Comment apprendre la signification du mot ‘‘douleur’’ par exemple ? En voici une possibilité : […] un enfant s’est blessé, il crie ; alors des adultes lui parlent et lui apprennent […] une nouvelle manière de se comporter face à la douleur"(Wittgenstein,
Recherches Philosophiques, §244). Mais la propriété d'avoir mal aux dents possède aussi un aspect indescriptible. C'est là que se situe la distinction (qui n'a pas à être présupposée substantielle) entre douleur et souffrance : on quitte les aspects cliniques et biologiques de la douleur pour rejoindre la souffrance psychique comme "effet que ça fait" ("
what it's like") au seul organisme qui l'éprouve d'avoir mal aux dents. En ce sens, la souffrance, distincte désormais de la douleur, est un
quale, événement irréductiblement privé, indescriptible, inquantifiable, inexpérimentable (ce que je suis le seul à éprouver ne peut être qualifié d'expérience, par définition reproductible et constatable publiquement) et, à la limite, ineffable (Enée ne parle-t-il pas à Didon d'une "indicible douleur" lorsque la reine lui demande d'évoquer la fuite de Troie en flammes ?).
D'où :
- plutôt que d'"objectif/subjectif", mieux vaudrait parler de ce qui est publiquement descriptible car quantifiable et donc scientifiquement expérimentable par opposition à ce qui ne l'est pas (un événement qualitatif, privé, indescriptible, inexpérimentable, voire indicible)

== Questions à traiter ==
1 – Dites si chacune des affirmations suivantes s'accorde avec le texte sur la douleur et la souffrance, en répondant par oui ou par non et en citant les mots du texte qui tranchent : (a) l'exemple cité de Wittgenstein évoque un enfant qui s'est blessé et qui crie ; (b) la distinction entre douleur et souffrance doit être présupposée substantielle ; (c) la souffrance y est présentée comme quantifiable.
2 – Relevez tous les qualificatifs que le texte sur la douleur et la souffrance attribue à la souffrance dans la phrase qui commence par « En ce sens, la souffrance ».
3 – Répondez à ces questions d'après le texte sur la douleur et la souffrance :
(a) Quel ouvrage de Wittgenstein est cité, et à quel paragraphe ?
(b) Quelle expression Enée emploie-t-il devant Didon ?
(c) De quoi vaudrait-il mieux parler plutôt que d'« objectif/subjectif » ?
Les lignes présentées ensuite forment un matériau indépendant du texte.

== Données présentées ==
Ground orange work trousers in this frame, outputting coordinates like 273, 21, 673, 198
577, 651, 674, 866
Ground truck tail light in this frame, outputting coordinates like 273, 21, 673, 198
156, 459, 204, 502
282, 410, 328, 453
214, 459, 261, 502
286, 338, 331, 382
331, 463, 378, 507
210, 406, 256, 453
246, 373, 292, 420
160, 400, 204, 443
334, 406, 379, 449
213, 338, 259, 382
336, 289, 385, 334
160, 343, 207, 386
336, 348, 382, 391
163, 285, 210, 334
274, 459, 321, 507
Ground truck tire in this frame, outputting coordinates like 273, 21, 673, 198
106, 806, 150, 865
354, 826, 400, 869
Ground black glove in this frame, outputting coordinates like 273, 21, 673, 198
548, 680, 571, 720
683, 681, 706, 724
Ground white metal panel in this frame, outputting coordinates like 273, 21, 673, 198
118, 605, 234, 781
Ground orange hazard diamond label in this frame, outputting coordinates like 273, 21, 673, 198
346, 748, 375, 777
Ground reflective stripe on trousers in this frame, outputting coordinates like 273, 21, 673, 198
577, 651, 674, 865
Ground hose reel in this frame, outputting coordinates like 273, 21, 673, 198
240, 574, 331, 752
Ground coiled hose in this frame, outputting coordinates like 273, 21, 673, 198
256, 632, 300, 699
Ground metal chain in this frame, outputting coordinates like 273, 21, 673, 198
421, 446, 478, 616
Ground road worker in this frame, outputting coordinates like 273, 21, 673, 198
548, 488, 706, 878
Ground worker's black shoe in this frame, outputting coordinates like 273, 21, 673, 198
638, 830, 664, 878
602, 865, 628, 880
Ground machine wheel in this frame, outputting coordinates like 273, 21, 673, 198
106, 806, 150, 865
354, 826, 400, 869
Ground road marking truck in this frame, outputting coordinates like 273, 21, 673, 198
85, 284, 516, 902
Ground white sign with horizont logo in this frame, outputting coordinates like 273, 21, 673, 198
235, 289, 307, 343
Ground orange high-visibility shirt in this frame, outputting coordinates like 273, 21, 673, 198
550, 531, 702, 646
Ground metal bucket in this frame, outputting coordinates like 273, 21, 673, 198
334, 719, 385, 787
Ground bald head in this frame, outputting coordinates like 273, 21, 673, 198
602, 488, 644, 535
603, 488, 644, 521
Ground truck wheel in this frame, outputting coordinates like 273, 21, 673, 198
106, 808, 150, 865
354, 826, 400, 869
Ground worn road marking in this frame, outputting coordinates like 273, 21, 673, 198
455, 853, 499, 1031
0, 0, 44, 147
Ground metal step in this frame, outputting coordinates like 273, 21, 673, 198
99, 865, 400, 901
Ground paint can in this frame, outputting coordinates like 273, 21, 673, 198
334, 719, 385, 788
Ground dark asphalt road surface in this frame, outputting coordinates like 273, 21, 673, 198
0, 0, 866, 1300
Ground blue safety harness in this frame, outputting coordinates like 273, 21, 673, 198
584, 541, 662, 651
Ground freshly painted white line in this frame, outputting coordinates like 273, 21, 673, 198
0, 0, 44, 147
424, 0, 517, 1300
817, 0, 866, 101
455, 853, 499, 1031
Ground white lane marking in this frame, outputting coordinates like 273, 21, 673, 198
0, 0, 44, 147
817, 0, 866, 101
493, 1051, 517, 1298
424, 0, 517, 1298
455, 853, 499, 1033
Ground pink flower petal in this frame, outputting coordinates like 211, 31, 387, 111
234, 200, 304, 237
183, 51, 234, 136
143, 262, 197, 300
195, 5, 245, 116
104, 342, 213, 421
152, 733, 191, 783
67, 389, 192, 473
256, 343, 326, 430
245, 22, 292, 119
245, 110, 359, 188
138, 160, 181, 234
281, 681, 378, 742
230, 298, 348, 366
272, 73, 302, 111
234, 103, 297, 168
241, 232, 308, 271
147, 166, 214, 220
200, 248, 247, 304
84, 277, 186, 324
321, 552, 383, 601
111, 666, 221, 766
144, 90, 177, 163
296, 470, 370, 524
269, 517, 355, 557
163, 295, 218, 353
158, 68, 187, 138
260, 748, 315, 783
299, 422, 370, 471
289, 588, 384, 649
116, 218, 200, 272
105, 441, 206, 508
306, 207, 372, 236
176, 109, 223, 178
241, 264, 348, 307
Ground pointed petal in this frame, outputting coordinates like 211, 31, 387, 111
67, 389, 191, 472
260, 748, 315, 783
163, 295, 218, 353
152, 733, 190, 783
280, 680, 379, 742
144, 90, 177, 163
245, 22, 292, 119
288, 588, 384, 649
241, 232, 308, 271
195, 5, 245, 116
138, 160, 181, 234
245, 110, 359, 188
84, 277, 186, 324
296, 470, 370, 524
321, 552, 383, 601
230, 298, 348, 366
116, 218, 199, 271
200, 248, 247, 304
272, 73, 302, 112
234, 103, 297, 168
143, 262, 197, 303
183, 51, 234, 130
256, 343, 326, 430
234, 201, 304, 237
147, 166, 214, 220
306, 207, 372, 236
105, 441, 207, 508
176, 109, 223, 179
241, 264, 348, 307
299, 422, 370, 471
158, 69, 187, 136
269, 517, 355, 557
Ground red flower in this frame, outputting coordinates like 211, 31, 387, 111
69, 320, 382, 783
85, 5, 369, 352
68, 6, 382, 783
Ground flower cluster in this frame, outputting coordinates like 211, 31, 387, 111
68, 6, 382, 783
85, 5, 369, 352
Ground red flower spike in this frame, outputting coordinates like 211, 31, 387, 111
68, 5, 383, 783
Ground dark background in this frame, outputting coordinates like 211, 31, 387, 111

== Réponses attendues ==
1 –
(a) Oui : « un enfant s’est blessé, il crie ».
(b) Non : « (qui n'a pas à être présupposée substantielle) ».
(c) Non : « inquantifiable ».

2 – irréductiblement privé, indescriptible, inquantifiable, inexpérimentable, ineffable

3 –
(a) Les Recherches Philosophiques, au §244.
(b) Une « indicible douleur ».
(c) De ce qui est publiquement descriptible car quantifiable et donc scientifiquement expérimentable, par opposition à ce qui ne l'est pas.